Reproduce every line below exactly as written; do not include the images.

#### [Exercise materials]
—————

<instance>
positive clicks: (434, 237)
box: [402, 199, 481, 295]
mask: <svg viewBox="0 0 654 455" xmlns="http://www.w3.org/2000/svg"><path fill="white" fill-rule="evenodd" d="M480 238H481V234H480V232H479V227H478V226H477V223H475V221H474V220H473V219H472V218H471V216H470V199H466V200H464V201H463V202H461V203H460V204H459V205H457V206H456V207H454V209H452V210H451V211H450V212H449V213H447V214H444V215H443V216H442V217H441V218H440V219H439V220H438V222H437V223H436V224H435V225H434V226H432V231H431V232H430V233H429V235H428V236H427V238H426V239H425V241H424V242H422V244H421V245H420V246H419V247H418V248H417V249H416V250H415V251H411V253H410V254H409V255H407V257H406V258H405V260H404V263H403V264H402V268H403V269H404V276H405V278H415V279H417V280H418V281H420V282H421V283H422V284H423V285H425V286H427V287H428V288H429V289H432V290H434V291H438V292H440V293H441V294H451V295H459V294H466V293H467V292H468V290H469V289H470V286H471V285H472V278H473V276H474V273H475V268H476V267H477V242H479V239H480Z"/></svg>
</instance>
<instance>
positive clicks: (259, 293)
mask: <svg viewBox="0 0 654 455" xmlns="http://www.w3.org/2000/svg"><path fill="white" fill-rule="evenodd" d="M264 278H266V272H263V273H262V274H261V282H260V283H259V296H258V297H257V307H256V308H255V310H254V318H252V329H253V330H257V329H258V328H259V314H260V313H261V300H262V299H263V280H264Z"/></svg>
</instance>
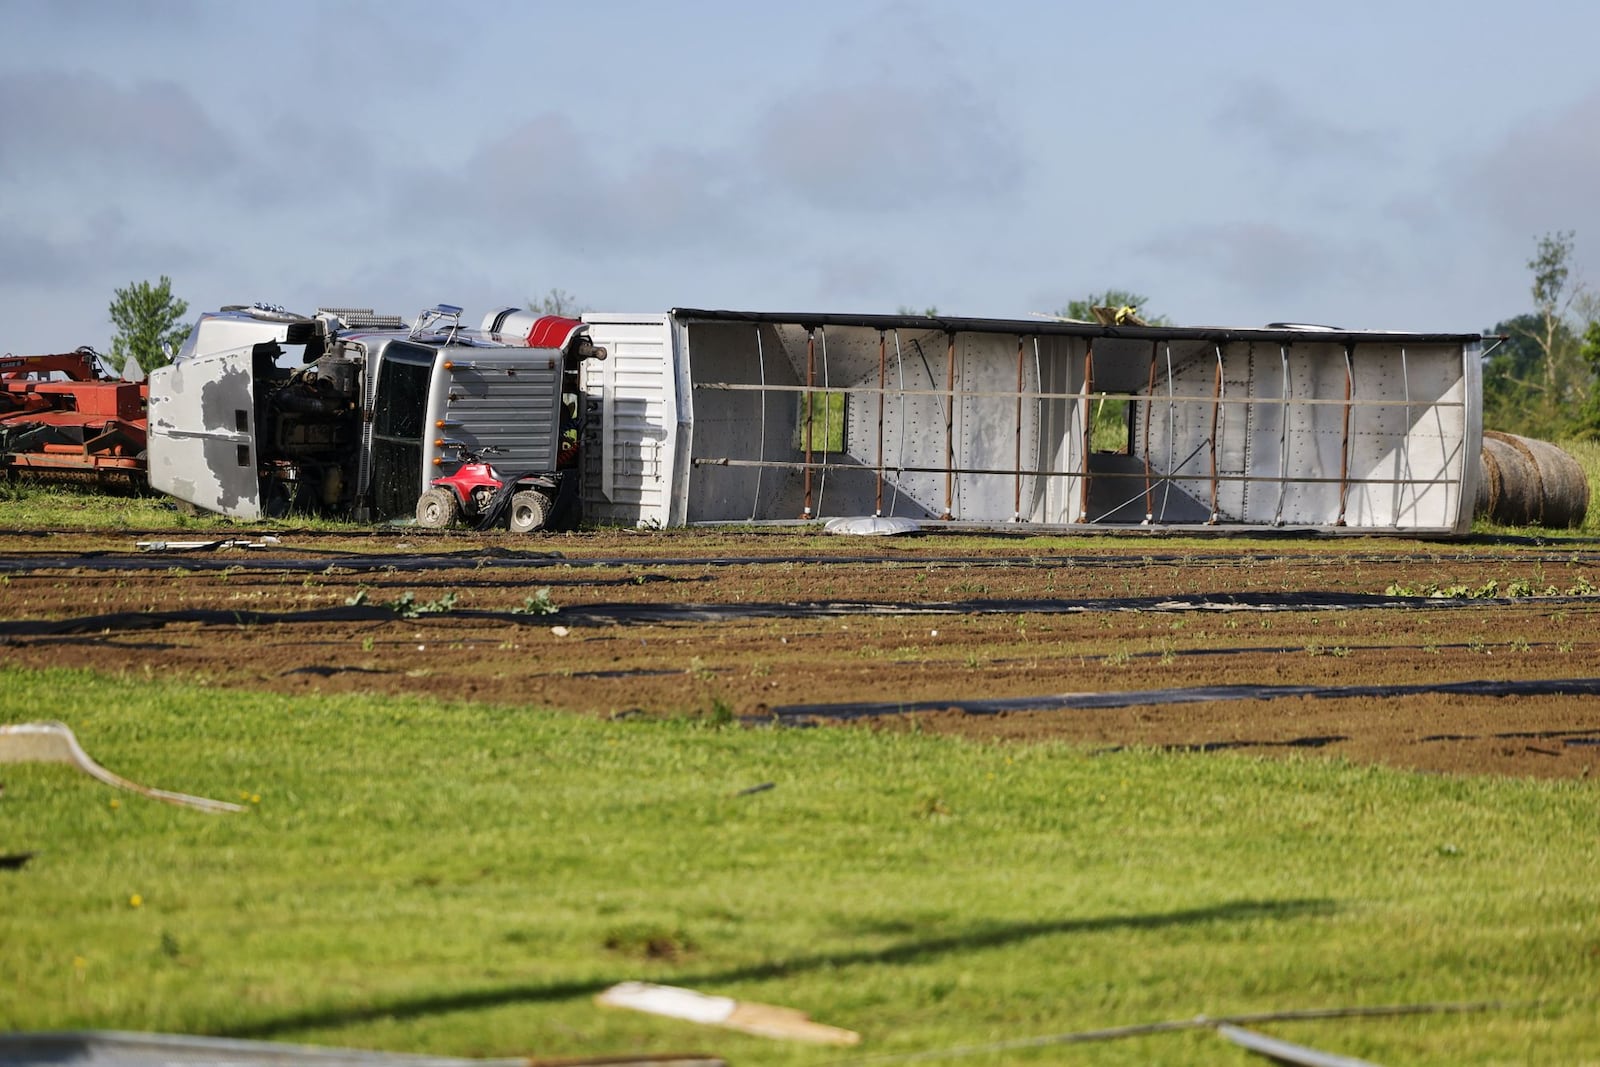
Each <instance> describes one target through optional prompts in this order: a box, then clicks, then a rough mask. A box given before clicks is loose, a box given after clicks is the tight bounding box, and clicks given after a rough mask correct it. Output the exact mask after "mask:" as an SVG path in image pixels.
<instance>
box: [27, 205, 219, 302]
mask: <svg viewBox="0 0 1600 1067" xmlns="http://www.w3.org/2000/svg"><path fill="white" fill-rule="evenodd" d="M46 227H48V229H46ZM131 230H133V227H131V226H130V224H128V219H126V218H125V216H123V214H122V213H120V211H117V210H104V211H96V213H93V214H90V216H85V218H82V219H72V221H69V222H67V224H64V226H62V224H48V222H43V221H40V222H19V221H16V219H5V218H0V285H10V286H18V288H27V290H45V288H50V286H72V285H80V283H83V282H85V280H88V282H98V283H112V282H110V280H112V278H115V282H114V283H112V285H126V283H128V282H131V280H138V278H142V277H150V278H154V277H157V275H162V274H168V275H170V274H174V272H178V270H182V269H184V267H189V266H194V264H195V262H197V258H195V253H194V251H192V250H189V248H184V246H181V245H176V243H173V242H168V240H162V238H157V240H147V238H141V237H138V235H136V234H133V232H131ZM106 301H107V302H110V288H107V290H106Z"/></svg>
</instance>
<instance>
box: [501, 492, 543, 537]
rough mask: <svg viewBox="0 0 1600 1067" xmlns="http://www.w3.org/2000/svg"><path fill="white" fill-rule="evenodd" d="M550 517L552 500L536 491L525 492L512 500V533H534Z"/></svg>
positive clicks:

—————

#### [Response box]
<instance>
positive clicks: (434, 237)
box: [402, 199, 481, 295]
mask: <svg viewBox="0 0 654 455" xmlns="http://www.w3.org/2000/svg"><path fill="white" fill-rule="evenodd" d="M480 238H481V234H480V232H479V227H478V226H477V223H475V221H474V220H473V219H472V218H471V216H470V199H466V200H464V201H463V202H461V203H460V204H459V205H457V206H456V207H454V209H452V210H451V211H450V212H449V213H447V214H444V215H443V216H442V217H441V218H440V219H439V220H438V222H437V223H436V224H435V225H434V226H432V231H431V232H430V233H429V235H428V236H427V238H426V239H425V241H424V242H422V244H421V245H420V246H419V247H418V248H417V249H416V250H415V251H411V253H410V254H409V255H407V257H406V258H405V260H404V263H403V264H402V268H403V269H404V276H405V278H415V279H417V280H418V281H420V282H421V283H422V284H423V285H425V286H427V287H428V288H429V289H432V290H434V291H438V292H440V293H441V294H451V295H459V294H466V293H467V292H468V290H469V289H470V286H471V285H472V278H473V276H474V273H475V268H476V267H477V242H479V239H480Z"/></svg>
</instance>
<instance>
positive clicks: (259, 293)
mask: <svg viewBox="0 0 654 455" xmlns="http://www.w3.org/2000/svg"><path fill="white" fill-rule="evenodd" d="M264 278H266V272H263V273H262V274H261V282H260V283H259V296H258V297H257V307H256V308H255V310H254V318H252V329H253V330H257V329H258V328H259V314H260V313H261V300H262V299H263V280H264Z"/></svg>
</instance>
Each <instance> describes one target through optional prompts in this order: a box, then clicks, then a rough mask. A box given before clicks is loose, a box given after clicks is the tight bounding box, and clicks given after a rough mask correct it. Output the exact mask after "mask:" as an SVG path in image pixels.
<instance>
box: [27, 205, 219, 302]
mask: <svg viewBox="0 0 1600 1067" xmlns="http://www.w3.org/2000/svg"><path fill="white" fill-rule="evenodd" d="M46 227H48V229H46ZM131 230H133V227H131V226H130V224H128V219H126V218H125V216H123V214H122V213H120V211H117V210H104V211H96V213H93V214H90V216H85V218H82V219H72V221H69V222H67V224H64V226H62V224H48V222H43V221H40V222H19V221H16V219H5V218H0V285H10V286H18V288H27V290H45V288H50V286H72V285H80V283H83V282H85V280H88V282H98V283H112V282H110V280H112V278H115V282H114V283H112V285H126V283H128V282H131V280H138V278H142V277H150V278H154V277H157V275H162V274H168V275H170V274H174V272H178V270H182V269H184V267H189V266H194V264H195V262H197V258H195V253H194V251H192V250H189V248H184V246H181V245H176V243H173V242H168V240H162V238H157V240H147V238H141V237H138V235H136V234H133V232H131ZM106 301H107V302H110V288H107V290H106Z"/></svg>
</instance>
<instance>
box: [501, 492, 543, 537]
rough mask: <svg viewBox="0 0 1600 1067" xmlns="http://www.w3.org/2000/svg"><path fill="white" fill-rule="evenodd" d="M550 517L552 500L536 491L525 492L512 500V533H534Z"/></svg>
positive clicks:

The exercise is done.